# Dataset excerpt:
□ □ □ □

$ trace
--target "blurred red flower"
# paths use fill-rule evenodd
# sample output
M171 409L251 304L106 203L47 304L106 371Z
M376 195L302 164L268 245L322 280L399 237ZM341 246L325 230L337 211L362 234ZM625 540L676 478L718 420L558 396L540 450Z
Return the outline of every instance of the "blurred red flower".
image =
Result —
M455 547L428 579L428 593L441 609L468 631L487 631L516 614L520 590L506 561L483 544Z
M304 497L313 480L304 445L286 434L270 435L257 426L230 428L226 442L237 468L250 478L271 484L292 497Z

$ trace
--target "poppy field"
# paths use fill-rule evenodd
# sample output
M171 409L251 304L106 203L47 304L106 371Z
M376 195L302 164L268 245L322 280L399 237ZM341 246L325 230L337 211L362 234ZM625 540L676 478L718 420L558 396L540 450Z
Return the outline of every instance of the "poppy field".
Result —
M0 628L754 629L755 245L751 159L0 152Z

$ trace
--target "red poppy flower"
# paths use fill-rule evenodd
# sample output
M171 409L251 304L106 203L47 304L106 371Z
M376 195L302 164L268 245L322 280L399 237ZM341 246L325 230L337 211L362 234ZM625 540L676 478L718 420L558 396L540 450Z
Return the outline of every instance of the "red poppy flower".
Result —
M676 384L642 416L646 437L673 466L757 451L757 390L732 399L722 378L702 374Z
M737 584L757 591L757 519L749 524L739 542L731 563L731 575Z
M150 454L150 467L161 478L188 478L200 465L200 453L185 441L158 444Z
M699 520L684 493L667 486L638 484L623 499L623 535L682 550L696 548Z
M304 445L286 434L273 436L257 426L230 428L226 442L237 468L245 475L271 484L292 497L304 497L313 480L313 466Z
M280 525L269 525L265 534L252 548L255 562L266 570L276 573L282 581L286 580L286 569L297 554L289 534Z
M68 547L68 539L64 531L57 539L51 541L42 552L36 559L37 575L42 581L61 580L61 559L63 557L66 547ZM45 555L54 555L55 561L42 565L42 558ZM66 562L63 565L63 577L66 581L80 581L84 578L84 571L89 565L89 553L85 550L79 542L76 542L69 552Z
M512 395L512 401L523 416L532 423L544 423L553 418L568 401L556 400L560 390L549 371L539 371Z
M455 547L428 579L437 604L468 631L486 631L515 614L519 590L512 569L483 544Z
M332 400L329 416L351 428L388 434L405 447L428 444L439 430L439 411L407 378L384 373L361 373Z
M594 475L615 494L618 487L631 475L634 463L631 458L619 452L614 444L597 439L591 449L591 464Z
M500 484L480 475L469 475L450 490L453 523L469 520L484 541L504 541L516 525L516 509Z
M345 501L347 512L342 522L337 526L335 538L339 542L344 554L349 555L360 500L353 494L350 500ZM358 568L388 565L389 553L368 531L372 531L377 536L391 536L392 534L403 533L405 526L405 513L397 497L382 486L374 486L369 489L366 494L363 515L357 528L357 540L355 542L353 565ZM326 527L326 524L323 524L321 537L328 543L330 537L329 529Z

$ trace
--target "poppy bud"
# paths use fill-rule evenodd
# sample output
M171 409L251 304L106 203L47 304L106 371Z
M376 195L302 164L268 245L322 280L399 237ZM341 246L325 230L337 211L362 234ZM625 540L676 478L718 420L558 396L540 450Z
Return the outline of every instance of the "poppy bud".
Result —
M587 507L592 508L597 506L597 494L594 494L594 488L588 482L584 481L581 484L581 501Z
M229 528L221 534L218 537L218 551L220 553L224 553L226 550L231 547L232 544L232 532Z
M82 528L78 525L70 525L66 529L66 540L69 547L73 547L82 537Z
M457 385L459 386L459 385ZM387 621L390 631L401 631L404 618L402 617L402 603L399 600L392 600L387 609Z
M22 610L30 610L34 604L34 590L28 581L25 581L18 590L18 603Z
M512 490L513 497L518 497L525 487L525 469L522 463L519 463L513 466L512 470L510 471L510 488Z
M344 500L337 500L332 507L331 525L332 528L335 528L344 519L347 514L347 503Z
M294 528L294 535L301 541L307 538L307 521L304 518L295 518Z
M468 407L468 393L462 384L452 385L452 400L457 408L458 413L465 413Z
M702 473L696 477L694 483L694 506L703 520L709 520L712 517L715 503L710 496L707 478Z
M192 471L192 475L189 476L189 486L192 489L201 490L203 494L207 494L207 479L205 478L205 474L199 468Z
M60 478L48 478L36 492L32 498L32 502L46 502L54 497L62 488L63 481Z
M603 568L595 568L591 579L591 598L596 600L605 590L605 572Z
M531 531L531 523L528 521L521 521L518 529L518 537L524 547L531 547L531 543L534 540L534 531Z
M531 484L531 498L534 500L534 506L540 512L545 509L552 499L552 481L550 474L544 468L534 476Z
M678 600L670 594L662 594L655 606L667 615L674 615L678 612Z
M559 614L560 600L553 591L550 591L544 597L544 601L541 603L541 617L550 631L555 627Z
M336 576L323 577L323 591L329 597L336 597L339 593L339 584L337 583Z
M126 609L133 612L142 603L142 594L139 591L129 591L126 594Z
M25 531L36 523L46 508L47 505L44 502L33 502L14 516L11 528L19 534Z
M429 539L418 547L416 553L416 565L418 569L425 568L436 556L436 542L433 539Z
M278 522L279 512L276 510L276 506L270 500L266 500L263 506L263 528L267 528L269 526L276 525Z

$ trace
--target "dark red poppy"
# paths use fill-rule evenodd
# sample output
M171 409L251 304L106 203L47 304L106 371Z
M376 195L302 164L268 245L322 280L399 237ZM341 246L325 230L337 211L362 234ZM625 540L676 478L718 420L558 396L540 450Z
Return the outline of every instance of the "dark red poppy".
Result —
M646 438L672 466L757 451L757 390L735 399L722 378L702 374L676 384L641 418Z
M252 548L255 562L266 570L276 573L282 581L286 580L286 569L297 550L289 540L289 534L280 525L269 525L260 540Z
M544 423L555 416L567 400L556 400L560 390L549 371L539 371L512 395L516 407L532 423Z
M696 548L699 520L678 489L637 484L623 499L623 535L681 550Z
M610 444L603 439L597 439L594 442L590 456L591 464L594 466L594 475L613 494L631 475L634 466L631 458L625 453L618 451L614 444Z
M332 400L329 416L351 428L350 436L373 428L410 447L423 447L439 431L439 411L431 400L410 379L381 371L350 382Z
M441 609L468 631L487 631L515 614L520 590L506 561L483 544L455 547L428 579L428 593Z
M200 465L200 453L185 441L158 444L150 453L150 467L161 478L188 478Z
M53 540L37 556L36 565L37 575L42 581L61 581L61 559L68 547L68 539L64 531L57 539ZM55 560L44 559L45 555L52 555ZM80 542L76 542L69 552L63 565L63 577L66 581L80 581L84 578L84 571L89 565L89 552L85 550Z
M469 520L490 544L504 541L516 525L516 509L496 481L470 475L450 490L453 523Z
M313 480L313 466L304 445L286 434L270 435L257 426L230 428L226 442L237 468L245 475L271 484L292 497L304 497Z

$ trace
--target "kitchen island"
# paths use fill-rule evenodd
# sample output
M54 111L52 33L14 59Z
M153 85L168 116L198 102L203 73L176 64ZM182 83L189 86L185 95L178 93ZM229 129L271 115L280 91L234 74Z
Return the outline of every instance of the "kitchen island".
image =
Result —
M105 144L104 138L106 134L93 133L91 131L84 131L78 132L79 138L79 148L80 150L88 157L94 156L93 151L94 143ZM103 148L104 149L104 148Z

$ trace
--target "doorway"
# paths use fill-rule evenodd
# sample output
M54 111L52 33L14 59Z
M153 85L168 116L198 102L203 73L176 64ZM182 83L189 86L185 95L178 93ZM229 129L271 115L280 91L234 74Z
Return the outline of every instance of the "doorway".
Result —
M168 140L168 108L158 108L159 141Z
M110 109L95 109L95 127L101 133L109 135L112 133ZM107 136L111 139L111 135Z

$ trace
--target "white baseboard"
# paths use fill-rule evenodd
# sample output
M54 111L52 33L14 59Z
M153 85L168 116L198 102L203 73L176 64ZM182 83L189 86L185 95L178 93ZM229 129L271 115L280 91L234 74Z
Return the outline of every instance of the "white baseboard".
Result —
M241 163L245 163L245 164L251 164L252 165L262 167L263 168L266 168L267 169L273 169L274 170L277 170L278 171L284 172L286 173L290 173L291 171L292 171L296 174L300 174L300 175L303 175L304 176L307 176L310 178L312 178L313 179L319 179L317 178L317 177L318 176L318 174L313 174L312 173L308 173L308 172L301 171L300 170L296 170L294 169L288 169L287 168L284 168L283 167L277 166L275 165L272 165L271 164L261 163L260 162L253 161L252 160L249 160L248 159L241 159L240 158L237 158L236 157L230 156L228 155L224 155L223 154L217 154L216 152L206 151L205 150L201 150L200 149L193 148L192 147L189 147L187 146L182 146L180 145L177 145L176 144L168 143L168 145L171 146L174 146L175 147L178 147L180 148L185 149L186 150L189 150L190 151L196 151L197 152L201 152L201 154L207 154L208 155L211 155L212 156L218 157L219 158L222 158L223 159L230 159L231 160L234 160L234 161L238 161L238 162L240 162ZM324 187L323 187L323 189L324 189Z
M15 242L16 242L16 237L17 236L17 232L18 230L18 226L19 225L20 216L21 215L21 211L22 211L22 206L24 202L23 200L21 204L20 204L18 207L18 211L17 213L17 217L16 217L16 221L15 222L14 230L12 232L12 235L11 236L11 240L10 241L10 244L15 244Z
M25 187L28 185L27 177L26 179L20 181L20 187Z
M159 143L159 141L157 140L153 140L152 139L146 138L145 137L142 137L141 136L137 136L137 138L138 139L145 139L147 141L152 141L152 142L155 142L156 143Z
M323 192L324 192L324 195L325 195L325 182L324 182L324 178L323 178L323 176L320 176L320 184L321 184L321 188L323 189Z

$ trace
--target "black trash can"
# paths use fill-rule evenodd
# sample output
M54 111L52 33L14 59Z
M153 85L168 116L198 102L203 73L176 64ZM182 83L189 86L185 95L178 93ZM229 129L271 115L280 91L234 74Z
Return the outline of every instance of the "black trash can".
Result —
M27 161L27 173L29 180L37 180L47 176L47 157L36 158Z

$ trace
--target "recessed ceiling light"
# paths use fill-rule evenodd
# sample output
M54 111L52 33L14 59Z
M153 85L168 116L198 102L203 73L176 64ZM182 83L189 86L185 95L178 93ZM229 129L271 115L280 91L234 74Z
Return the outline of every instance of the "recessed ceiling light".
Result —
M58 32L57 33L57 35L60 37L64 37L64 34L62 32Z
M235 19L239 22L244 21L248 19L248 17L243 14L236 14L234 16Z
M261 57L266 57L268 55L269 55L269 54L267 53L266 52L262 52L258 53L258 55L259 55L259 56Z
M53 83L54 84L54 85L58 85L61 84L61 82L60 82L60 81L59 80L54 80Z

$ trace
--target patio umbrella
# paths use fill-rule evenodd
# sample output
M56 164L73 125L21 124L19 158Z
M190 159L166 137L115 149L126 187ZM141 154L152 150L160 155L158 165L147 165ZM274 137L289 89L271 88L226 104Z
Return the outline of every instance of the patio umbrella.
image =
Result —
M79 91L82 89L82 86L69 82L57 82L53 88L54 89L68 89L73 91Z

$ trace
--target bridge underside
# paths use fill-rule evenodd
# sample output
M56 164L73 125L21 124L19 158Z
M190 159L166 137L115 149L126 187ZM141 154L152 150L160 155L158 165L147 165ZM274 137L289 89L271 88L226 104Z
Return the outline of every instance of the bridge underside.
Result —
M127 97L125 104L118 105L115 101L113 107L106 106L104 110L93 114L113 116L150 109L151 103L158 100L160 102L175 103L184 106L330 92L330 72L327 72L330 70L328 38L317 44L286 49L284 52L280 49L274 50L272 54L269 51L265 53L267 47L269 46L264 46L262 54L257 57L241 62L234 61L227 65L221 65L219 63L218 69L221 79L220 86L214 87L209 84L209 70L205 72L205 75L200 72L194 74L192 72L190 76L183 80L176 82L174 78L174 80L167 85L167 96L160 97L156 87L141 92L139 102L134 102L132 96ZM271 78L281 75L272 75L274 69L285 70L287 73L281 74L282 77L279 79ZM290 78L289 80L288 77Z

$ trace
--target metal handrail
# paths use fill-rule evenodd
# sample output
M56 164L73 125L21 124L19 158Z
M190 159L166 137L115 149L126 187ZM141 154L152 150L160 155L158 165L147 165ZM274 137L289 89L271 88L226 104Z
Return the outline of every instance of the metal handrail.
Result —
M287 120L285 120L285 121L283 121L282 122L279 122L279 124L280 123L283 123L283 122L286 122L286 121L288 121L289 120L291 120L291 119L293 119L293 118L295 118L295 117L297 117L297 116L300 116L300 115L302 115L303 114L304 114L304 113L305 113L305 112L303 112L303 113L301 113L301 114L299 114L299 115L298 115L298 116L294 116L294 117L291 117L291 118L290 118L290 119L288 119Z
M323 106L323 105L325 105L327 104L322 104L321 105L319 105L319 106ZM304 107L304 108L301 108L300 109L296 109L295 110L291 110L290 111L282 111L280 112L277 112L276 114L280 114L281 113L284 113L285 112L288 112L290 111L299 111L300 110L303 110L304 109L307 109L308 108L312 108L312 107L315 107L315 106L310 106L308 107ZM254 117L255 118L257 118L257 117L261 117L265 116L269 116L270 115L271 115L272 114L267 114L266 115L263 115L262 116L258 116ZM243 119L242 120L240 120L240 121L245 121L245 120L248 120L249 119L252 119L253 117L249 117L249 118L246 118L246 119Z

□ □ □ □

# INSTRUCTIONS FOR THE TASK:
Report the number of lines in the records above that contain the string "blurred", and give only that number.

# FINAL RESULT:
2